### RECORDS FOR THIS TASK
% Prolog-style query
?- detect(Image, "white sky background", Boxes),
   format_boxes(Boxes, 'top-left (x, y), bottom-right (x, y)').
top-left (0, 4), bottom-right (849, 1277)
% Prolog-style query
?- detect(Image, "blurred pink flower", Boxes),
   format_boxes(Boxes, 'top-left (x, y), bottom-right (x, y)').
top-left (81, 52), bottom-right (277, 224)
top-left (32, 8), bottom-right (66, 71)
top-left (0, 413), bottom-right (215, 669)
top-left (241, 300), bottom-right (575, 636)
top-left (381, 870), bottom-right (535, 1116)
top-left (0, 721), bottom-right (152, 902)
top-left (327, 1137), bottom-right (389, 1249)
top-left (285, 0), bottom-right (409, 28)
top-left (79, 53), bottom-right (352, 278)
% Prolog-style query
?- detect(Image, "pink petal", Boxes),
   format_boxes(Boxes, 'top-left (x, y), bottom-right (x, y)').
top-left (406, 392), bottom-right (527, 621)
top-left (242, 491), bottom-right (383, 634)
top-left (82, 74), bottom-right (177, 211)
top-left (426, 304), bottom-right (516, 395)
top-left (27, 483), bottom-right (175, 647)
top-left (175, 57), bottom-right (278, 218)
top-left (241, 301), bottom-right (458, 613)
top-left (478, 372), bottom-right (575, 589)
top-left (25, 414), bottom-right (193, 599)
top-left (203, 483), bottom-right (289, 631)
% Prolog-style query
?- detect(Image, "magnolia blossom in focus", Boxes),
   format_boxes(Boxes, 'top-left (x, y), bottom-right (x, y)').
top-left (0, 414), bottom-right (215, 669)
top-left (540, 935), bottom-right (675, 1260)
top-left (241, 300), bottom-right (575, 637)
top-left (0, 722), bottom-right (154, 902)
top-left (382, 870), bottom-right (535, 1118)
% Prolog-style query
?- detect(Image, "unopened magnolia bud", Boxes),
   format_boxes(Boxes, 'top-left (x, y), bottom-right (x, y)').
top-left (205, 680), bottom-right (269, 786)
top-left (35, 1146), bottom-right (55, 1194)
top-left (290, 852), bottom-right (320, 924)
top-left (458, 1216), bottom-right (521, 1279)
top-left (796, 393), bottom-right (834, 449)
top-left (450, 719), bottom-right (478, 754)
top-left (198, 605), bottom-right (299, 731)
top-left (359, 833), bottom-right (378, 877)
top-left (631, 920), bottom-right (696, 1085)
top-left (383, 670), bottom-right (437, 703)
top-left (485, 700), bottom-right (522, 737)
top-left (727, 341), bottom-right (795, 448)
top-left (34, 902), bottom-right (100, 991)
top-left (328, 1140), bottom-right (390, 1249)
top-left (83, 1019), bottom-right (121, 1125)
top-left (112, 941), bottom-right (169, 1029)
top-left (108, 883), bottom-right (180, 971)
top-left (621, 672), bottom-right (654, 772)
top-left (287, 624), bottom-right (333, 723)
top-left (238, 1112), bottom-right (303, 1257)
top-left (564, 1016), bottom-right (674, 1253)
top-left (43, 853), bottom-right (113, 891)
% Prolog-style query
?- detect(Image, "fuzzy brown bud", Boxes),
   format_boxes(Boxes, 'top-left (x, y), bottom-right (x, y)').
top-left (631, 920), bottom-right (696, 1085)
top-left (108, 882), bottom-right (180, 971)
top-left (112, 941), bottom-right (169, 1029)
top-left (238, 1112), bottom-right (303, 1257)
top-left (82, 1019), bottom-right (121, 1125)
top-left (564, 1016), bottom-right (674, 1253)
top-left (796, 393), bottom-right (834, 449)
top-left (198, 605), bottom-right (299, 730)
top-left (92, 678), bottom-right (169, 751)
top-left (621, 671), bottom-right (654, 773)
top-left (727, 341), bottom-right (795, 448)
######
## PROBLEM DETAILS
Copy all records verbatim.

## WRITTEN REPLY
% Prolog-style query
?- detect(Image, "white sky background", Boxes),
   format_boxes(Boxes, 'top-left (x, y), bottom-right (x, y)').
top-left (0, 4), bottom-right (849, 1277)
% Prolog-style query
?- detect(Image, "blurred pink flower", Boxes),
   format_boxes(Boxes, 'top-left (x, y), bottom-right (x, y)').
top-left (81, 52), bottom-right (277, 224)
top-left (32, 8), bottom-right (66, 71)
top-left (0, 413), bottom-right (215, 669)
top-left (241, 300), bottom-right (575, 636)
top-left (381, 870), bottom-right (535, 1116)
top-left (0, 721), bottom-right (152, 902)
top-left (327, 1137), bottom-right (389, 1249)
top-left (285, 0), bottom-right (409, 28)
top-left (79, 53), bottom-right (352, 278)
% Prolog-style query
?- detect(Image, "pink petal", Boxes),
   format_boxes(Boxes, 'top-left (x, y), bottom-right (x, y)').
top-left (406, 392), bottom-right (527, 621)
top-left (242, 491), bottom-right (383, 634)
top-left (82, 74), bottom-right (177, 211)
top-left (426, 304), bottom-right (516, 395)
top-left (27, 483), bottom-right (175, 647)
top-left (175, 57), bottom-right (278, 218)
top-left (241, 301), bottom-right (458, 613)
top-left (478, 372), bottom-right (575, 589)
top-left (25, 414), bottom-right (193, 599)
top-left (203, 483), bottom-right (289, 631)
% Prolog-style query
?- detect(Image, "magnolia blossom in focus", Boxes),
   format_boxes(Boxes, 'top-left (x, y), bottom-right (x, y)').
top-left (0, 414), bottom-right (215, 669)
top-left (540, 935), bottom-right (675, 1260)
top-left (241, 300), bottom-right (575, 637)
top-left (0, 722), bottom-right (154, 902)
top-left (382, 870), bottom-right (535, 1118)
% Prolog-style query
?- detect(Image, "unopened magnolia bud", Boxes),
   format_boxes(Boxes, 'top-left (x, y), bottom-right (x, y)').
top-left (205, 680), bottom-right (269, 786)
top-left (35, 1146), bottom-right (55, 1194)
top-left (290, 852), bottom-right (320, 924)
top-left (458, 1216), bottom-right (521, 1279)
top-left (796, 393), bottom-right (834, 449)
top-left (450, 719), bottom-right (478, 754)
top-left (198, 605), bottom-right (299, 731)
top-left (359, 833), bottom-right (378, 877)
top-left (631, 920), bottom-right (696, 1085)
top-left (383, 670), bottom-right (437, 703)
top-left (485, 700), bottom-right (522, 737)
top-left (727, 341), bottom-right (795, 448)
top-left (34, 902), bottom-right (100, 991)
top-left (328, 1140), bottom-right (390, 1249)
top-left (83, 1019), bottom-right (121, 1125)
top-left (112, 941), bottom-right (169, 1029)
top-left (108, 883), bottom-right (180, 971)
top-left (621, 672), bottom-right (654, 772)
top-left (287, 624), bottom-right (333, 723)
top-left (238, 1112), bottom-right (303, 1257)
top-left (564, 1016), bottom-right (674, 1253)
top-left (43, 853), bottom-right (113, 891)
% Prolog-style query
?- detect(Image, "fuzzy brown bud", Boxes),
   format_boxes(Boxes, 'top-left (x, y), bottom-right (x, y)').
top-left (631, 920), bottom-right (696, 1085)
top-left (108, 882), bottom-right (180, 971)
top-left (112, 941), bottom-right (169, 1029)
top-left (238, 1112), bottom-right (303, 1257)
top-left (82, 1019), bottom-right (121, 1125)
top-left (564, 1016), bottom-right (674, 1253)
top-left (796, 393), bottom-right (834, 449)
top-left (198, 605), bottom-right (299, 730)
top-left (92, 678), bottom-right (169, 751)
top-left (621, 671), bottom-right (654, 773)
top-left (727, 341), bottom-right (795, 448)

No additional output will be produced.